• _WRITTEN TASK_
Please carry on the forum post about the Sun MultiPack and external disk arrays from the point where it stops.

[SunRescue] Info on Sun Multipack and disk arrays in general (long)

Christopher Byrne rescue at sunhelp.org
Sat Dec 2 05:26:48 CST 2000


All,

There has been a huge amount of interest in the Sun MultiPack storage array
I listed here a few days ago. Unfortnately most of that interest was
somewhat uninformed as to what the MultiPack is, what it does, and how much
it is worth. I'm going to be a little long winded on this because it seems
that people are interested in this subject. Up until a few weeks ago I was
the Sr. Security architect for an enterprise storage company so while I'm
not a storage expert per-se I do speak from a position of knowledge and
experience.

There are four basic types of external storage. The simplest and least
expensive is an external drive housing. This basically acts as a connector
and power supply for a drive inserted into your SCSI chain. There are no
benefits assoicated with this except the ability to add storage without
cracking open your case. These systems are almost never hot swappable or hot
pluggable and provide no redundancy, fault tolerance, or performance
increase.

Next up in the chain (bad SCSI humor) is the JBOD array (stands for Just a
Bunch Of Disks, another bad industry joke). JBOD arrays are basically large
boxes with their own internal SCSI bus, power supply, fans etc... They are
the most common type of RAID array. For the most part they are basically
similar to external housings, and generally don't support hotswap or have
any hardware RAID support. JBOD boxes sell for anywhere from a few hundred
to a few thousand dollars (no drives) depending on size and quality.

As an extension to that, you have E-JBOD (Enhanced JBOD) systems which have
more features. Often they will have more than one internal SCSI bus and can
offer such features as RAID awareness or direct RAID support, hot swapping,
and on board cache.

• _MATERIAL SHOWN_
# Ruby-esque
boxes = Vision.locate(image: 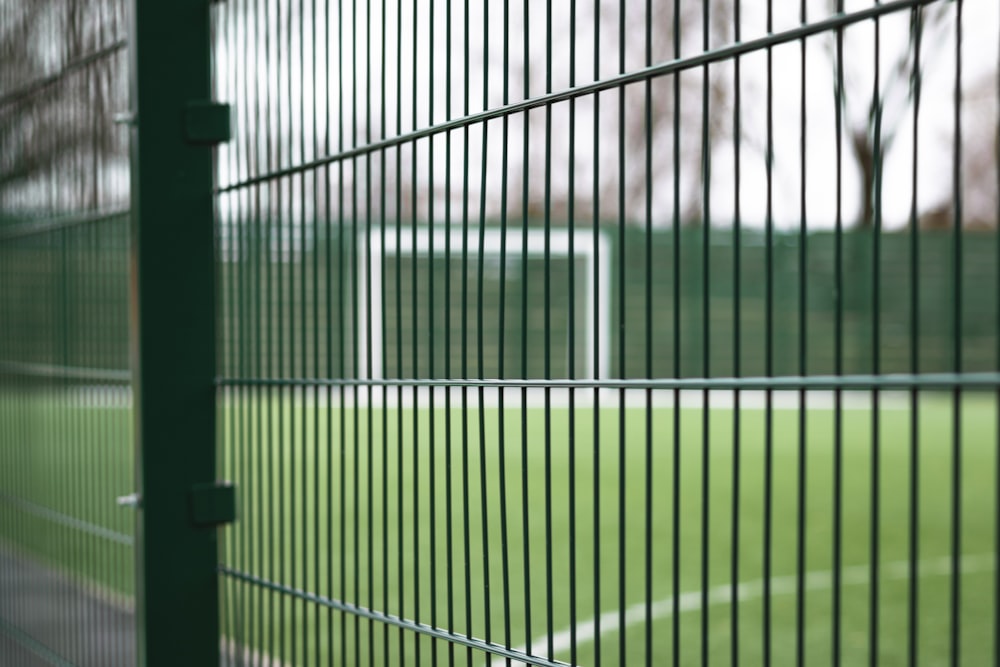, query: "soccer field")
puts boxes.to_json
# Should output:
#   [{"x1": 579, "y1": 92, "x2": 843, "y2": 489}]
[
  {"x1": 209, "y1": 388, "x2": 997, "y2": 665},
  {"x1": 0, "y1": 388, "x2": 998, "y2": 665}
]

• _EXPECTED ANSWER_
The Sun StorEdge MultiPack is an enhanced JBOD system with two internal SCSI
wiring busses ( a single SCSI chain however for SCSI ID purposes), a heavy
duty power supply with redundant fans, and slots for up to twelve hot
swappable drives, from F/W SCSI-2 all the way up to Ultra 160 or FC-AL. You
can change the media type supported by switching parts available from Sun.
Remember that U160 devices are backward compatible through all LVD SCSI
standards, all the way to F/W SCSI-2. With the proper controller and volume
management the MultiPack supports RAID 0,0+1, 1, 5, 10, 50, and 100. It is
also supported in Suns enterprise volume management software as a manageble
RAID device, as well as Veritas volume manager (they are the same software
with a different front end). JBOD boxes are usually priced based on size and
features. The largest of them allow 14 or 15 drives because of SCSI device
limitations, and sell for up to about 10 grand bare, or upwards of 50 grand
fully loaded with the largest available disks (currently 73 gigabyte).

Sun sells the six disk StorEdge MultiPack new with two 36 gig drives in them
for about $5000, and the drives at about $1700 a piece. Or you can get the
same drive direct from the manufacturer for about $750 if you don't care
about your Sun warranty. Sun no longer sells the 12 disk array, which is the
one I'm offering, because it conflicts in the market space for their lower
end enterprise storage servers. If they still sold it it would probably sell
for something around $7500.00 new with 2 drives in it. The Six drive version
maxed out sells for 10 grand, and that's still only half the capactiy fo the
twelve slot.

The MultiPack doesn't officially support the new 73 gig drives (big bucks),
but they do work. Of course finding a 1" high 73 gig drive with an SCA plug
for less then 2k is pretty much impossible, if you can get one at all. The
more common 1.6" or 2" high drives are not compatable. If you fully
populated the box with twelve 73 gig drives you would have an almost 900
gigabyte array. Throw in the slots in your Sun box itself and add volume
management software, and you can build a more than 1 terabyte storage array
in two small boxes for less than 30 grand. Just to put it into perspective,
a terabyte is about 333,000 MP3's, 1600 full CD's worth of music, or about
200 full screen high quality surround sound movies.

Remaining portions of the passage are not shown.